### Extrait du document

Concerne: Le remboursement, respectivement la tarification, des actes médicaux des médecins et des autres professions de santé relevant de la loi du 16 mars 2009 sur l’euthanasie et l’assistance au suicide.

Madame la Ministre,
Monsieur le Ministre,

Mäi Wëllen, Mäi Wee – association pour le droit de mourir dans la dignité Lëtzebuerg est indépendante de toute étiquette politique ou confessionnelle et s’engage résolument dans la lutte pour une fin de vie en dignité.

Nous suivons avec intérêt les travaux sur le projet de loi numéro 7056 sur le «Plan hospitalier». A l’article 1er le projet de loi initial déposé le 7 septembre 2016 disposait que: «Tout établissement hospitalier veille au respect des dispositions de loi du 16 mars 2009 sur l’euthanasie et l’assistance au suicide et de loi du 16 mars 2009 relative aux soins palliatifs, à la directive anticipée et à l’accompagnement en fin de vie au sein de ses structures hospitalières.»

Dans son avis du 23 décembre 2016, le Conseil d’Etat «estime qu’il tombe dans les attributions des établissements hospitaliers de permettre la dispense d’actes médicaux relevant de la loi du 16 mars 2009 sur l’euthanasie et l’assistance au suicide et propose de compléter cet alinéa (Article 1er, alinéa 3) in fine par la phrase suivante: ‹Ils permettent la prestation d’actes médicaux relevant de la loi du 16 mars 2009 sur l’euthanasie et l’assistance au suicide.»

### Consignes
a – Mettez à jour le passage de l'extrait qui va de "Mäi Wëllen, Mäi" jusqu'à "vie en dignité." en remplaçant "résolument" par "fermement".
b – D'après l'extrait, à quelle date le projet de loi initial numéro 7056 a-t-il été déposé ?

[Entrées tirées d'une collection]
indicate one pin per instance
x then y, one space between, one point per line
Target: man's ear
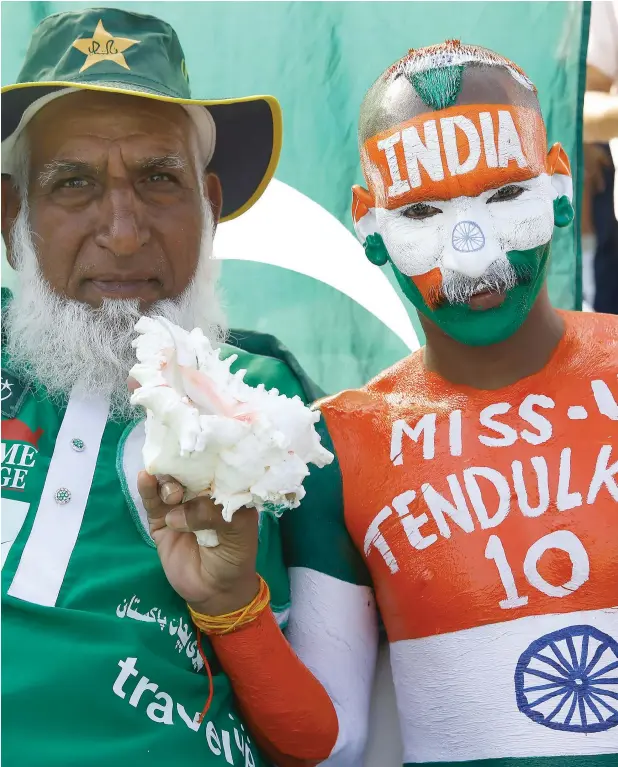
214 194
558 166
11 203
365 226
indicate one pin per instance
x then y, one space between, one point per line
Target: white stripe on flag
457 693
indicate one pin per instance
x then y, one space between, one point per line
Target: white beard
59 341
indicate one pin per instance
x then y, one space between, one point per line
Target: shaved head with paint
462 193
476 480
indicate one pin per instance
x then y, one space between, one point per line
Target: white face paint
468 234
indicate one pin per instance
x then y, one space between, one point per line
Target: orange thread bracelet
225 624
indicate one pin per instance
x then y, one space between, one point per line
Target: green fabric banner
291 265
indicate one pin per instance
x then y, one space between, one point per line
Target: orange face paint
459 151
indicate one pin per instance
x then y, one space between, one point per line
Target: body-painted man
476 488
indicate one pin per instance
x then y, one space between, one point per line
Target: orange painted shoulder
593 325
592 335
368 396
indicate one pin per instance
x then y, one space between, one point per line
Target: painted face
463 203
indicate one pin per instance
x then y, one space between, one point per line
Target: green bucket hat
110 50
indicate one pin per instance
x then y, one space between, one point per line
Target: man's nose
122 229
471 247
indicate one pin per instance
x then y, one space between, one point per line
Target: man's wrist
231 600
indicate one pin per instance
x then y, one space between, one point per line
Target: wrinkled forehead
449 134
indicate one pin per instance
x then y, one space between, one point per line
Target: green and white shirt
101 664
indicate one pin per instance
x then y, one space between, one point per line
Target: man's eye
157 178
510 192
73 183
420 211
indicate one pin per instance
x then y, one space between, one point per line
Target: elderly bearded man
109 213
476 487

--

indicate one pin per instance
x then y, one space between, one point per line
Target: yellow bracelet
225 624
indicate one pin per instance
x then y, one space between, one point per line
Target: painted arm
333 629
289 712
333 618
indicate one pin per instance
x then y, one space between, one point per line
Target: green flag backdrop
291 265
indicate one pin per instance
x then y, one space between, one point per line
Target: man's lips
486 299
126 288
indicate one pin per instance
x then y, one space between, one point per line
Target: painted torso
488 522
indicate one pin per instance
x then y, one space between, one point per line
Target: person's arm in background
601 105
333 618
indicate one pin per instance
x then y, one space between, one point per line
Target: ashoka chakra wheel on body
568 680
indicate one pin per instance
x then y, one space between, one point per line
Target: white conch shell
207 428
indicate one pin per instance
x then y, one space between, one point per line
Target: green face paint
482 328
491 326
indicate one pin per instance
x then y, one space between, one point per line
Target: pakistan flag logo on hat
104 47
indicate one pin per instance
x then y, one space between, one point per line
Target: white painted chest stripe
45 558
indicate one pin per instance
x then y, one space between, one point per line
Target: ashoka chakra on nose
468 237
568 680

### Réponses rédigées
a –
Mäi Wëllen, Mäi Wee – association pour le droit de mourir dans la dignité Lëtzebuerg est indépendante de toute étiquette politique ou confessionnelle et s’engage fermement dans la lutte pour une fin de vie en dignité.

b – Le 7 septembre 2016.